WHAT TO DO: Repeat the following lines exactly and nothing else: the line containing "Would you mind marking the granite" and each line after it through the end of the listing.

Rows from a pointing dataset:

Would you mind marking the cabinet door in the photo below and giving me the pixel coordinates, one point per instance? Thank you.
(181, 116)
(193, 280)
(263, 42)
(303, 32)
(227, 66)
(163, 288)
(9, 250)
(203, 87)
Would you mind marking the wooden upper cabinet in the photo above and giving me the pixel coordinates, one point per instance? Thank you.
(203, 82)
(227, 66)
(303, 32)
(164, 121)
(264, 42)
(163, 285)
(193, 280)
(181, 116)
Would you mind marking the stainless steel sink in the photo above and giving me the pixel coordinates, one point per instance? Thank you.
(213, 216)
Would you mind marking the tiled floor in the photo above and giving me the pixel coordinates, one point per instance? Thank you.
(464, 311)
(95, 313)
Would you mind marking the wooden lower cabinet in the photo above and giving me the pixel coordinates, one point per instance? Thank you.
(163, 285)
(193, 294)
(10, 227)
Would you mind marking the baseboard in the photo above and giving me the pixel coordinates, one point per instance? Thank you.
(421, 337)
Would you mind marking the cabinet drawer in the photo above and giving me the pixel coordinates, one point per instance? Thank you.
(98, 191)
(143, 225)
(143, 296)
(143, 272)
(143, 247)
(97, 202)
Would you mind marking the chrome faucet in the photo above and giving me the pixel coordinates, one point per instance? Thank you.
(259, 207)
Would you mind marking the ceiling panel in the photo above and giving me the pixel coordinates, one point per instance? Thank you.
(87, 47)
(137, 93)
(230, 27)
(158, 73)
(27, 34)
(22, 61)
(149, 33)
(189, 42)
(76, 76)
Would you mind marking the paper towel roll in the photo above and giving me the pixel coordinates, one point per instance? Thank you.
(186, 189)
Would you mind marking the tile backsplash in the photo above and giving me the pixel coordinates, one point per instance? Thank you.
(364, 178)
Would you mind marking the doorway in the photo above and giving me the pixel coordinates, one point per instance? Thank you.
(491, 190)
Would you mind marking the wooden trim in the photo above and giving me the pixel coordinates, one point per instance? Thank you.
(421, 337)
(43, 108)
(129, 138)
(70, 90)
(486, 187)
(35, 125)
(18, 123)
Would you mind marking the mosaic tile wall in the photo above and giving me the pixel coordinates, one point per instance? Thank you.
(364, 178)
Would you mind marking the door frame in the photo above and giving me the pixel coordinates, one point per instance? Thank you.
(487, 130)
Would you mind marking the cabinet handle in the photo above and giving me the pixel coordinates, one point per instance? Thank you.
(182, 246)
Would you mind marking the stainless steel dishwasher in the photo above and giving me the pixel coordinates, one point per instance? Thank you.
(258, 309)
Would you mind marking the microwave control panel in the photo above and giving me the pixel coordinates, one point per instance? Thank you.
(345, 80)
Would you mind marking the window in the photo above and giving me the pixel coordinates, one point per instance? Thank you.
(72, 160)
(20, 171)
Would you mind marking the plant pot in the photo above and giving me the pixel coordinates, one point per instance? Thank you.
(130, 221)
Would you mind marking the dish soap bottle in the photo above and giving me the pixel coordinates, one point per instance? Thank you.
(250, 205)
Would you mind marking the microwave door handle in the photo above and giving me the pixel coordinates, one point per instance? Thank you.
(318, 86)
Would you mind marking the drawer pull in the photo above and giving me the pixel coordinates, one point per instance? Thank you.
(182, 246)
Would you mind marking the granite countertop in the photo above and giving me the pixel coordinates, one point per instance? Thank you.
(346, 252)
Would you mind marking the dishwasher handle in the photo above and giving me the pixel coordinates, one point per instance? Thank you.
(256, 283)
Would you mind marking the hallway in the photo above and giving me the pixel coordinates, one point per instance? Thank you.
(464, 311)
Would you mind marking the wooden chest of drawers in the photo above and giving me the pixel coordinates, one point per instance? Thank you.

ANSWER TO THIS PROBLEM:
Would you mind marking the granite countertop in the photo above and giving me the pixel coordinates, one point per instance? Thank you.
(346, 252)
Would you mind marking the dishwasher handle in the photo above and giving me the pixel coordinates, one point per instance? Thank you.
(256, 283)
Would you mind marking the hallway in the photo above and giving me the pixel coordinates, one point per instance? Thank you.
(464, 311)
Would you mind marking the wooden chest of drawers in the photo above and giving me the pixel coordinates, one point per instance? Thank you.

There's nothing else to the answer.